Из этого следует, что сочинять прекрасные стихи и писать хорошо любовные письма — не одно и то же. Suum cuique. Видно, при всяком начинании необходимо иметь в виду латино-греческий девиз Аретина Арецкого: «Nosce te ipsum».
10 февраля, пятница.
Кузины мои Семеновы и княжны Борятинские возили вчера меня на бал к Петру Тимофеевичу Бородину, откупщику и одному из московских крезов. Я охотно поехал — не для танцев, которых по застенчивости моей терпеть не могу, а так, из любопытства. Что за тьма народа, что за жар и духота! Прыгали до рассвета. Много было хорошеньких личик, но только в начале бала, а с 11 часов и особенно после ужина эти хорошенькие личики превратились в какие-то вакханские физиономии от усталости и невыносимой духоты;
волосы развились и рассыпались, украшения пришли в беспорядок, платья обдергались, перчатки промокли и проч. и проч. Как ни суетились маменьки, тетушки и бабушки приводить в порядок гардероб своих дочек, племянниц и внучек, для чего некоторые по временам выскакивали из-за бостона, но не успевали: танцы следовали один за другим беспрерывно, и ни одна из жриц Терпсихоры не хотела сойти с паркета. Меня уверяли, что если девушка пропускает танцы или на какой-нибудь из них не ангажирована, то это непременно ведет к каким-то заключениям. Правда ли это? Уж не оттого ли иные mamans беспрестанно ходили по кавалерам, особенно приезжим офицерам, и приглашали их танцовать с дочерьми: «Батюшка, с моею-то потанцуй». Многие не раз подходили и ко мне, но меня спасала кузина Александрина с Ариной Петровной: «Il ne danse pas, madame. C'est un campagnard qui ne vient au bal que manger des glaces». Проказницы! В кабинете хозяина кипела чертовская игра: на двух больших круглых столах играли в банк. Отроду не видывал столько золота и ассигнаций. На одном столе банк метали князь Шаховской, Киселев, Чертков и Рахманов попеременно; на другом — братья Дурновы, Михель и Раевский; понтировало много известных людей. Какой-то Колычев проиграл около пяти тысяч рублей, очень хладнокровно вынул деньги, заплатил и отошел, как ни в чем не бывалый. Я думал, что он миллионер, но мне сказали, что у него не более 200 душ в Вологде. Как удивился я, встретив Димлера с мелом в руках, записывавшего выигрыш вместо банкомета! Говорит, что он в части у Дурновых: видно, это выгоднее, чем давать уроки на фортепьяно.

----

# Задание 1
Воспроизведите без изменений фрагмент отрывка о московском бале, который начинается со слов «Из этого следует, что» и заканчивается словами «10 февраля, пятница.».

----

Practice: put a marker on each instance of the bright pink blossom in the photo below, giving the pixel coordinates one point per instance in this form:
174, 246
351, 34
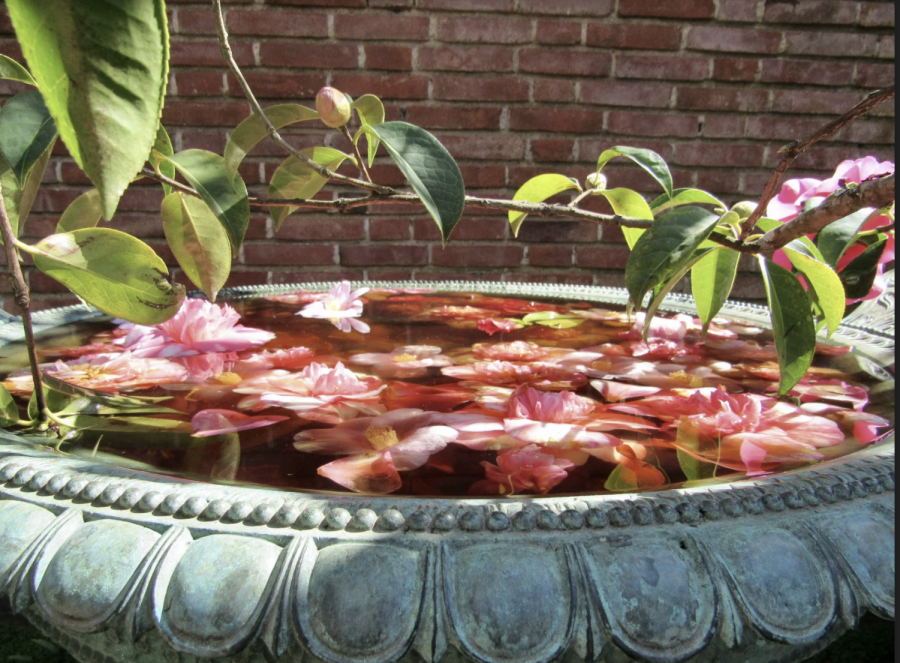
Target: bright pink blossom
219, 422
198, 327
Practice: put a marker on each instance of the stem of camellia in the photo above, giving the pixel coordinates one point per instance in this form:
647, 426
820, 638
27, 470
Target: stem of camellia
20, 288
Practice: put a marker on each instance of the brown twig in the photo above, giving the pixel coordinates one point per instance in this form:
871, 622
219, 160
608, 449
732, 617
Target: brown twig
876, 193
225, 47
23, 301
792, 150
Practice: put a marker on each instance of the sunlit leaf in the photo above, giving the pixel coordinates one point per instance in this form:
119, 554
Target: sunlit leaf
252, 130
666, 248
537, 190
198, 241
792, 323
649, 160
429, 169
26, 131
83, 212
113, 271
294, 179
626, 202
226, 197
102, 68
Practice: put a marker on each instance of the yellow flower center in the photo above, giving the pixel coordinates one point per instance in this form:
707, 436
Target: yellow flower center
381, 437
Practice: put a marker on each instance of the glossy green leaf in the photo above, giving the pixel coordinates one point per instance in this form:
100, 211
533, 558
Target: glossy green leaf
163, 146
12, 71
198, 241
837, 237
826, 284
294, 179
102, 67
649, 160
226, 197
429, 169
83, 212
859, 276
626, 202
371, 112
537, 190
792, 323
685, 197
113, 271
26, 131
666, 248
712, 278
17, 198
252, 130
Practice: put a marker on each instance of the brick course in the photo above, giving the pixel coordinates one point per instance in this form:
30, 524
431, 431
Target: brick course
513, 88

----

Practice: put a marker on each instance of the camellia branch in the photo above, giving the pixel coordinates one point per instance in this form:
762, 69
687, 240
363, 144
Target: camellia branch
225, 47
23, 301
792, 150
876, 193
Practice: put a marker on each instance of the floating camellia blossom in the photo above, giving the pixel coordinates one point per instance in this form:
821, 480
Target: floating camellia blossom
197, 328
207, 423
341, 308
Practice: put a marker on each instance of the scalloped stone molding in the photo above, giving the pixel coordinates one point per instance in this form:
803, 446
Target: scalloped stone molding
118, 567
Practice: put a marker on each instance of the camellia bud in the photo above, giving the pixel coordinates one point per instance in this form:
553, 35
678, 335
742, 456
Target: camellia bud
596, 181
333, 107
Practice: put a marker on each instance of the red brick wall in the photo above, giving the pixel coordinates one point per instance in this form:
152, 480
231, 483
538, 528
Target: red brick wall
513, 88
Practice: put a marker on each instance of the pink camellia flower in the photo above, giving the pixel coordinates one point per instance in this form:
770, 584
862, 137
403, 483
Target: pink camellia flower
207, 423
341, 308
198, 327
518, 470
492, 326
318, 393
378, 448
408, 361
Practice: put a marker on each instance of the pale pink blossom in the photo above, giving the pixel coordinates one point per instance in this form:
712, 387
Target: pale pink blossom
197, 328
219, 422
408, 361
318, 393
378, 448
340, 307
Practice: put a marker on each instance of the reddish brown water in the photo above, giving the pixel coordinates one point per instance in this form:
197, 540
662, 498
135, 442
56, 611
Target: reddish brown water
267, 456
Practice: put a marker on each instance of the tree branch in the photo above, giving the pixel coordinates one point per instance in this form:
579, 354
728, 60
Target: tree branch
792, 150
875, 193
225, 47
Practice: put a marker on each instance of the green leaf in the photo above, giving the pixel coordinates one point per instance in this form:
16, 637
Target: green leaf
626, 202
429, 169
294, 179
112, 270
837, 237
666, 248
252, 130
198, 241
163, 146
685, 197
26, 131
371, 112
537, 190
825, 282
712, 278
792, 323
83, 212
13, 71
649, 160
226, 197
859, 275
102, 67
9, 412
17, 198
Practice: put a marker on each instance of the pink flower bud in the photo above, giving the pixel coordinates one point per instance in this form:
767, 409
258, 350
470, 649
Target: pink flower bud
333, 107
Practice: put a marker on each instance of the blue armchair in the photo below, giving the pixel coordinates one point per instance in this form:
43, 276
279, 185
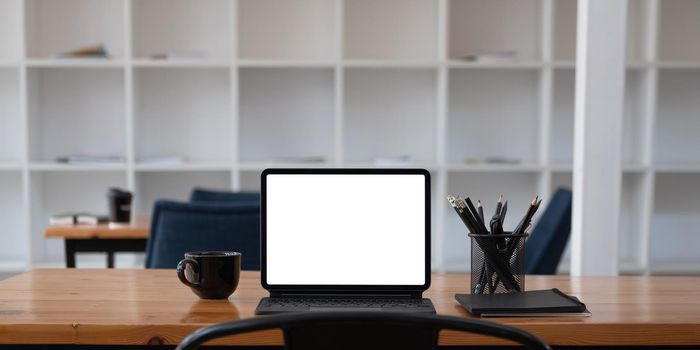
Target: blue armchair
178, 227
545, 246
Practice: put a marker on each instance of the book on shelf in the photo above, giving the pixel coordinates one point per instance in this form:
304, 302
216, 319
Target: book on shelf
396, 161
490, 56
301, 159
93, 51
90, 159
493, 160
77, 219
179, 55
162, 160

----

# Задание 2
Верните полностью и без изменений каждую строку записей, содержащую слово «center».

# Ответ 1
Из этого следует, что сочинять прекрасные стихи и писать хорошо любовные письма — не одно и то же. Suum cuique. Видно, при всяком начинании необходимо иметь в виду латино-греческий девиз Аретина Арецкого: «Nosce te ipsum».
10 февраля, пятница.

# Ответ 2
Practice: put a marker on each instance of the yellow flower center in the photo above, giving the pixel coordinates one point per instance in this form:
Target: yellow flower center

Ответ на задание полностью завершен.